### [REQUIREMENTS]
Rewrite every line of the items below, requests included, multiplying each box coordinate in the answers by 1.15 and rounding to the nearest whole number, with halves rounded up.
[START OF TASK INPUT]
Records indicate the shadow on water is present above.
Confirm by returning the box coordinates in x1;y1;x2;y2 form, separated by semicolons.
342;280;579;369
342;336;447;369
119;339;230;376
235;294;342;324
[END OF TASK INPUT]
### [SOLUTION FOR THIS EXERCISE]
Records indicate the shadow on water is present above.
Confirm by returning the box coordinates in x1;y1;x2;y2 form, separated by semicolons.
393;322;666;424
393;386;514;424
137;390;265;432
270;338;393;373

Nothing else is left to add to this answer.